Turn the lines below into a numbered list, leaving out any blank ones.

─── Supplied data ───

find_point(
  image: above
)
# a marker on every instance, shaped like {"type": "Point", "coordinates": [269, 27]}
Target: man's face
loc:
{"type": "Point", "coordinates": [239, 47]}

───

The completed task —
1. find_point(
2.   image: above
3. )
4. # a marker on every instance, shaped like {"type": "Point", "coordinates": [269, 27]}
5. Target: man's face
6. loc:
7. {"type": "Point", "coordinates": [239, 47]}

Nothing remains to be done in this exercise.